▸ Document passage

United States v. Saavedra-Velazquez

REINHARDT, Circuit Judge:

As an “attempt” in the state of California requires only “slight acts in furtherance of the [criminal] design,” People v. Superior Court, 41 Cal.4th 1, 58 Cal.Rptr.3d 421, 157 P.3d 1017, 1022 (2007) (emphasis added), one would reasonably expect that the California definition was categorically broader than the definition at common law, which requires a “substantial step towards committing the crime,” United States v. Sarbia, 367 F.3d 1079, 1085-86 (9th Cir.2004) (emphasis added). Strange*1105ly enough, however, we are required by precedent to conclude that the two definitions are functionally equivalent.

I.

Jose Martin Saavedra-Velazquez (“Saavedra-Velazquez”), a native and citizen of Mexico, first entered the United States more than thirty years ago. He has spent the vast majority of his life in this country, was married to a United States citizen, and has a United States citizen son.

▸ Exercise requirements
A) According to the court opinion, why would one reasonably expect California's definition of "attempt" to be categorically broader than the common-law definition? Answer in one to three sentences.
B) In the court opinion, what country is Saavedra-Velazquez a native and citizen of?
C) Resume the court opinion on attempt under California law, starting after its last sentence.

▸ Extracted records
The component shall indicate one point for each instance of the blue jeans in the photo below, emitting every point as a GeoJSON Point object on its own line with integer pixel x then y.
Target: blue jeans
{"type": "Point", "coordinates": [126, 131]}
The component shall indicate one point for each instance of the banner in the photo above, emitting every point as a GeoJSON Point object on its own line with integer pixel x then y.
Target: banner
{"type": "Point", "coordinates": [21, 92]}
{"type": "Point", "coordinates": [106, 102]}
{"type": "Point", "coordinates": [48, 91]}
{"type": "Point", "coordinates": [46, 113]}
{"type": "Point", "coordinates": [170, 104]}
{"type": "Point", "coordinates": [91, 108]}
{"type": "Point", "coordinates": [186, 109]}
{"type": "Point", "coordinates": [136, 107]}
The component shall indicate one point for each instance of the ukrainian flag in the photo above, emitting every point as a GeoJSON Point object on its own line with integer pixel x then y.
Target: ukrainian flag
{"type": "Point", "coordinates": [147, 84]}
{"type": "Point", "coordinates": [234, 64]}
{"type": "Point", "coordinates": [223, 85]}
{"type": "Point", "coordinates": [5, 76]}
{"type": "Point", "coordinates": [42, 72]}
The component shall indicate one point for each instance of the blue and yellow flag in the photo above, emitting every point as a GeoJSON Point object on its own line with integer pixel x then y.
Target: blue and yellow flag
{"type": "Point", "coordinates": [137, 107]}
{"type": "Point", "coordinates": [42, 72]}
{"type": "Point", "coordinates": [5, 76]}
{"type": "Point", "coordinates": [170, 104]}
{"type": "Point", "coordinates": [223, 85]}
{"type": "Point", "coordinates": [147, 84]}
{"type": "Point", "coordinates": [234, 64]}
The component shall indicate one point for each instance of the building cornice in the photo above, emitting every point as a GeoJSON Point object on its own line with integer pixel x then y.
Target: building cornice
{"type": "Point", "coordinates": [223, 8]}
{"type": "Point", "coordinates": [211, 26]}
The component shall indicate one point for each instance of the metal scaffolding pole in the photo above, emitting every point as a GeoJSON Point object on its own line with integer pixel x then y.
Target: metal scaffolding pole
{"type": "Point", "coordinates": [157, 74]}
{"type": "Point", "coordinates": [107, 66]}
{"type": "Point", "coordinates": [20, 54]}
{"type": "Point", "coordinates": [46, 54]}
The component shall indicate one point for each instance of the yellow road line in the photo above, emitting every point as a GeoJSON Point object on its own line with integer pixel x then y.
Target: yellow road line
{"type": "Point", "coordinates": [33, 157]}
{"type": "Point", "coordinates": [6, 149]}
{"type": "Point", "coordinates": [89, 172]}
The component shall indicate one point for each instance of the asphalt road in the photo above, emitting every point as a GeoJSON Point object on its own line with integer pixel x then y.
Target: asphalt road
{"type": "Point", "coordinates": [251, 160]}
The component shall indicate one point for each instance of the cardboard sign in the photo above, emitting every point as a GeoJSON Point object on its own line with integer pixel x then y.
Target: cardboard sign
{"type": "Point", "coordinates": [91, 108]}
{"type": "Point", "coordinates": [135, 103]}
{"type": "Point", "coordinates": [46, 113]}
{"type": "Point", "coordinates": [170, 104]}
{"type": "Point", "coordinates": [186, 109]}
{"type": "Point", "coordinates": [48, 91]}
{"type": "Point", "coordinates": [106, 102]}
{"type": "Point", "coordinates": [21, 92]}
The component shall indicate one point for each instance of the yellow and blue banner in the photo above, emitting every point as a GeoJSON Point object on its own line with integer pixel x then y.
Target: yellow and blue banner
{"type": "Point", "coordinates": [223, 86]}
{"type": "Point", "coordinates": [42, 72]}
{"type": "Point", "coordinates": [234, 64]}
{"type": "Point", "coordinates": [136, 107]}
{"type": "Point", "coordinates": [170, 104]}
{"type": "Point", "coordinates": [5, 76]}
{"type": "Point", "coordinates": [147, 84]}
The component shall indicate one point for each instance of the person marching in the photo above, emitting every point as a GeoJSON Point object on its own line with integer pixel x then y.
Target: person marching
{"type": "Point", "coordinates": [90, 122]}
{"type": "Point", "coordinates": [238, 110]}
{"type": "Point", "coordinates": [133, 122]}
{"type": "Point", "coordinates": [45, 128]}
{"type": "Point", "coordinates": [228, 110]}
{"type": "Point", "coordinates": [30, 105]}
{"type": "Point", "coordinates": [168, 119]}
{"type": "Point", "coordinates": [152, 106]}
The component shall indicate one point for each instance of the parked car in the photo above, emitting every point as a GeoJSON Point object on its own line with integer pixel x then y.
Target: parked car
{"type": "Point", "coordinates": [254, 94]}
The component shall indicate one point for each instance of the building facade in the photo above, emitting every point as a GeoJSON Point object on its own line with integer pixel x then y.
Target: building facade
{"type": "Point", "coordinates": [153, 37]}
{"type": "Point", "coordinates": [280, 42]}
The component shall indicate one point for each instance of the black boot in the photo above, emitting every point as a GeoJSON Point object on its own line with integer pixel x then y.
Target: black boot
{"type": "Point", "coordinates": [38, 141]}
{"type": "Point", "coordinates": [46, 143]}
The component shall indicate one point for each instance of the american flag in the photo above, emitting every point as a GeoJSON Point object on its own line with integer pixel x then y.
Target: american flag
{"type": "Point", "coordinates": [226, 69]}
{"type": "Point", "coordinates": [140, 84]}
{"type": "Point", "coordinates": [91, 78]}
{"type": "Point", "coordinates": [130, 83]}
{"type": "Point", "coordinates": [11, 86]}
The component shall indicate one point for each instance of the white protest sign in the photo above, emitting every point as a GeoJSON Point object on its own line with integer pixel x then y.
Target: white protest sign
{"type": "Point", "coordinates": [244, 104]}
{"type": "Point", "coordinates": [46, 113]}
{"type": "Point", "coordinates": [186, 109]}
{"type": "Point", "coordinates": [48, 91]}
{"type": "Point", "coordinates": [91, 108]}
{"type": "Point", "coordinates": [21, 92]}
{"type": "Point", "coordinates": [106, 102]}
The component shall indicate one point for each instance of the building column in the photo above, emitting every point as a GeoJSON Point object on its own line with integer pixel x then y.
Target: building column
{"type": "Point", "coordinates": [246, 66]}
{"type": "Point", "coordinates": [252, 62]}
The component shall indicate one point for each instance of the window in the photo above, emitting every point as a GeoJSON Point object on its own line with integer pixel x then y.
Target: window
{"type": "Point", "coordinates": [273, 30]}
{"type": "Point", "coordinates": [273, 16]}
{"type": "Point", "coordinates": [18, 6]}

▸ The replies
A) California's attempt requires only "slight acts in furtherance of the [criminal] design." The common-law definition requires a "substantial step towards committing the crime."

B) Mexico.

C)
From 1999 to 2007, Saavedra-Velazquez was removed from the United States on four separate occasions, most recently on March 3, 2007. After once again illegally reentering the United States, he was arrested for a misdemeanor offense in Reno, Nevada on June 17, 2007. He was at the time on supervised release following a 2005 conviction for illegal reentry after deportation. Saavedra-Velazquez was indicted by the grand jury for illegal reentry by a deported alien in violation of 8 U.S.C. § 1326(a) and entered an unconditional guilty plea.

At sentencing, the district court placed Saavedra-Velazquez in a criminal history category VI, with an advisory Sentencing Guidelines range of 77-96 months. Saavedra-Velazquez had accumulated a number of arrests and felony convictions over the course of his time in the United States. Most resulted in relatively short periods of incarceration, none of which lasted longer than three years. For the previous ten years, Saavedra-Velazquez had no violent criminal history. In 1989, however, he was convicted of felony attempted robbery under CaLPenal Code § 211. On account of this conviction, the district court determined that he “previously was deported ... after ... a conviction for a felony that is ... a crime of violence” and, in calculating Saavedra-Velazquez’s advisory Sentencing Guidelines range, included a 16-level upward adjustment of his base offense level pursuant to U.S.S.G. § 2L1.2(b)(l)(A)(ii).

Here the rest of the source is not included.